• Exercise requirements
Give the data a second time, exactly and in full.

• The input
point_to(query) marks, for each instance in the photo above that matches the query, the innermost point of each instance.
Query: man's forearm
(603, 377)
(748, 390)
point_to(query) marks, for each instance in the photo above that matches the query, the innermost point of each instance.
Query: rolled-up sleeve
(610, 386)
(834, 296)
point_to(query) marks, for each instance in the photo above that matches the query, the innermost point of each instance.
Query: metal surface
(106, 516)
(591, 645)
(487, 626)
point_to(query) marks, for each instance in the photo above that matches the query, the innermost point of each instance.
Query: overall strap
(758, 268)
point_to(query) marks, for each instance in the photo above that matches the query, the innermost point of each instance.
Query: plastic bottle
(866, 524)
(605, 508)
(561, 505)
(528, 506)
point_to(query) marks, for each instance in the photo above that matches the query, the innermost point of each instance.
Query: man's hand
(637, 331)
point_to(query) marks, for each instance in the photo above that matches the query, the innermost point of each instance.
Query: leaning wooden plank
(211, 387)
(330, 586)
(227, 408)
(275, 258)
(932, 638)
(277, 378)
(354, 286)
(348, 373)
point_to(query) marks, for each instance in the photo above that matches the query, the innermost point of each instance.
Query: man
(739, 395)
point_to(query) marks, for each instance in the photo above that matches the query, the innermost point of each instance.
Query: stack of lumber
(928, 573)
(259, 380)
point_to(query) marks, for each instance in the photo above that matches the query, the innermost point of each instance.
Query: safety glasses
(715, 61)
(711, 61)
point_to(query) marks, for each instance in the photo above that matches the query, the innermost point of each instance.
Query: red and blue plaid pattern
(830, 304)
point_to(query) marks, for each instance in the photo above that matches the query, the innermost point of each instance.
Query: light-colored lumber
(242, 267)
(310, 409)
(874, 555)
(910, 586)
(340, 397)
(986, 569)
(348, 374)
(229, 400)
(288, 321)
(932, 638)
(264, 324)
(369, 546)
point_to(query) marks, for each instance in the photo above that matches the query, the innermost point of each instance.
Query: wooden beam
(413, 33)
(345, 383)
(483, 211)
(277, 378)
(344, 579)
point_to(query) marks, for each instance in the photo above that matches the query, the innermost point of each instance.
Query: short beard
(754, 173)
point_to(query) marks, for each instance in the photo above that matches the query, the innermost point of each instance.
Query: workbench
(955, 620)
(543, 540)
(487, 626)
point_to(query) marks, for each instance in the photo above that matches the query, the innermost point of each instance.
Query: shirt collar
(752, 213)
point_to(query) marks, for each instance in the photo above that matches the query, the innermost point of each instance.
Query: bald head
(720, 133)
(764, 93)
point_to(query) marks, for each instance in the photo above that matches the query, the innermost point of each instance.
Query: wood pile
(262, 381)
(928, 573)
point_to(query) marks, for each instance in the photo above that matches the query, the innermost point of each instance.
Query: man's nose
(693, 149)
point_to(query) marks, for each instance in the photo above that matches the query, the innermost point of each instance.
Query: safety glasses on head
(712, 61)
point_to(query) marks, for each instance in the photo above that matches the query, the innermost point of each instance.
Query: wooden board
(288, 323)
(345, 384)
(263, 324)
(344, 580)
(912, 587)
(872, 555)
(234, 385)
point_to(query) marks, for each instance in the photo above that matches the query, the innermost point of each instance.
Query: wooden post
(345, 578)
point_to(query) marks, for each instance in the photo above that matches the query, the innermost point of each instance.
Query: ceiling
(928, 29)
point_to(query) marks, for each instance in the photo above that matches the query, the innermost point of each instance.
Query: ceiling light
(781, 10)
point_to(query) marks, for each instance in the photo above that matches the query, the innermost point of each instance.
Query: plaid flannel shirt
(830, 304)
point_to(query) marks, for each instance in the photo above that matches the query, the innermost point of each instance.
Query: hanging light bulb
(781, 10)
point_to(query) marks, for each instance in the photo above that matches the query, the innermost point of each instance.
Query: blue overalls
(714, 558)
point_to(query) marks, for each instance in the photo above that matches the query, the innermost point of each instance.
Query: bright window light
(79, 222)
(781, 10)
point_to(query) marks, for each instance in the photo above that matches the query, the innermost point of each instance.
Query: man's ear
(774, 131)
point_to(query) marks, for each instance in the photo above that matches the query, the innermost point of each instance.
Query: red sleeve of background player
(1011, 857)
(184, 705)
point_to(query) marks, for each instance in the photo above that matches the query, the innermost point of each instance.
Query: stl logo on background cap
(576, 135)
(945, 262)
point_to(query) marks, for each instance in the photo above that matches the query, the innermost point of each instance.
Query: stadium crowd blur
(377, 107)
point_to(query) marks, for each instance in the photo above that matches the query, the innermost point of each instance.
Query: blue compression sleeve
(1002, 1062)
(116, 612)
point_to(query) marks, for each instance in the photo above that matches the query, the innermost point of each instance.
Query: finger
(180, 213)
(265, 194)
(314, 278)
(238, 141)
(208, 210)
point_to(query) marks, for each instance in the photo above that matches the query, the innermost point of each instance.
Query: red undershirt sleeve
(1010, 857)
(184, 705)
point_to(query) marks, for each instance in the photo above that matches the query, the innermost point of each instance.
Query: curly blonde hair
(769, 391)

• Worked solution
point_to(query) marks, for each instance in the photo above that matches the query, the innermost point of each instance.
Query: man's forearm
(603, 377)
(748, 390)
point_to(query) marks, for each instance in the photo above that matches the query, the innermost point of each instance.
Query: rolled-up sleeve
(610, 386)
(834, 296)
point_to(query) marks, for each instance in the photo above that matches the query, the innermost point of each instance.
Query: metal surface
(106, 516)
(591, 645)
(487, 626)
point_to(query) marks, for each instance in the photo above that matches the query, the innermost point of each instance.
Query: overall strap
(758, 268)
point_to(query) marks, for each instance in the photo above that matches the query, the innermost point of each instance.
Query: plastic bottle
(866, 524)
(605, 508)
(561, 505)
(528, 506)
point_to(query) marks, for each instance in the photo above that matches the query, the innermost point of each instance.
Query: man's hand
(637, 331)
point_to(query) marks, for each instance in the photo above that matches the query, the innermost point of each instance.
Query: leaning wooden plank
(211, 387)
(330, 586)
(227, 408)
(275, 258)
(932, 638)
(277, 378)
(354, 286)
(348, 373)
point_to(query) marks, for each instance in the photo above that matches the query, the innermost point of each instance.
Query: man
(739, 395)
point_to(query) marks, for each instance in the photo above that matches the query, the innermost point of each instance.
Query: stack of lumber
(928, 573)
(259, 380)
point_to(query) marks, for each instance in the photo above that matches the query, the innermost point of each instance.
Query: safety glasses
(715, 61)
(711, 61)
point_to(query) marks, for each instance in the photo above that matches the query, the innermost point of each instance.
Query: red and blue plaid pattern
(830, 304)
point_to(query) marks, for each instance in the photo above that matches the query, the innermost point of each instance.
Query: light-colored lumber
(242, 267)
(310, 409)
(874, 555)
(910, 586)
(340, 397)
(986, 569)
(348, 374)
(229, 400)
(288, 321)
(932, 638)
(264, 324)
(369, 546)
point_to(query) marks, for each instance in the photo above that matches the query, the innermost point of each instance.
Query: wooden beam
(413, 33)
(345, 383)
(483, 211)
(277, 378)
(344, 579)
point_to(query) marks, for each instance in the photo above that matches the query, the innermost point of each instance.
Query: short beard
(754, 173)
point_to(query) marks, for each instance in the photo above that matches the query, the innermost point of each instance.
Query: workbench
(955, 620)
(543, 540)
(487, 626)
point_to(query) marks, for each instance in the photo above that matches the query, the innermost point of each instance.
Query: shirt collar
(752, 213)
point_to(query) marks, for each instance in the photo above that matches the query, the innermost point of each instance.
Query: bald head
(720, 133)
(764, 93)
point_to(query) marks, for each instance in the photo above that matches the query, the innermost point of each instance.
Query: wood pile
(262, 381)
(928, 573)
point_to(query) marks, for each instance in the photo above that matches the query, the innermost point of each instance.
Query: man's nose
(693, 149)
point_to(query) marks, for each instance in the photo above that matches the query, the innermost point of each instance.
Query: safety glasses on head
(712, 61)
point_to(query) marks, for each instance in the photo above that matches the query, the innermost point of each instance.
Query: wooden board
(288, 323)
(345, 384)
(263, 324)
(344, 580)
(912, 587)
(872, 555)
(234, 385)
point_to(query) marks, for each instance in the photo above that matches the query, the innermost point of each instance.
Query: wooden post
(345, 578)
point_to(query) marks, for each instance in the photo above that matches the query, the innermost point of each instance.
Query: ceiling
(928, 29)
point_to(query) marks, for each instance in the photo above that matches the query, the innermost point of each instance.
Query: ceiling light
(781, 10)
point_to(query) marks, for each instance in the photo above that matches the query, the innermost point of each instance.
Query: plaid flannel shirt
(830, 304)
point_to(query) marks, for each instance in the photo above that matches the query, the innermost point of each instance.
Query: hanging light bulb
(781, 10)
point_to(query) marks, for each instance in the photo above that matches the query, the innermost point of each instance.
Query: blue overalls
(714, 558)
point_to(query) marks, for each instance in the photo above that matches the query, the innermost point of each instance.
Query: bright window light
(79, 222)
(781, 10)
point_to(query) marks, for each instance in the photo above that matches the query, the innermost point of each instance.
Query: man's ear
(774, 131)
point_to(query) marks, for each instance in the photo above that matches the query, the innermost point of each instance.
Query: red sleeve of background player
(1011, 857)
(184, 705)
point_to(query) marks, for each instance in the photo above that matches the query, the innermost point of each instance.
Query: stl logo on background cap
(576, 135)
(945, 262)
point_to(query) marks, for each instance in the photo above that matches the query, the innermost point of each instance.
Query: stadium crowd blur
(377, 107)
point_to(query) marks, for each instance in the photo above that matches the query, the innermost point of each instance.
Query: blue compression sleeve
(1002, 1062)
(116, 612)
point_to(query) marks, for each instance in the photo above that matches the query, the innermost point of each instance.
Query: finger
(180, 213)
(265, 194)
(314, 278)
(238, 141)
(208, 210)
point_to(query) marks, for each instance in the photo above that matches the query, the innermost point of each instance.
Query: red undershirt sleeve
(1010, 857)
(184, 705)
point_to(query) marks, for each instance in the photo above that matches the query, the innermost point of each instance.
Query: curly blonde hair
(769, 391)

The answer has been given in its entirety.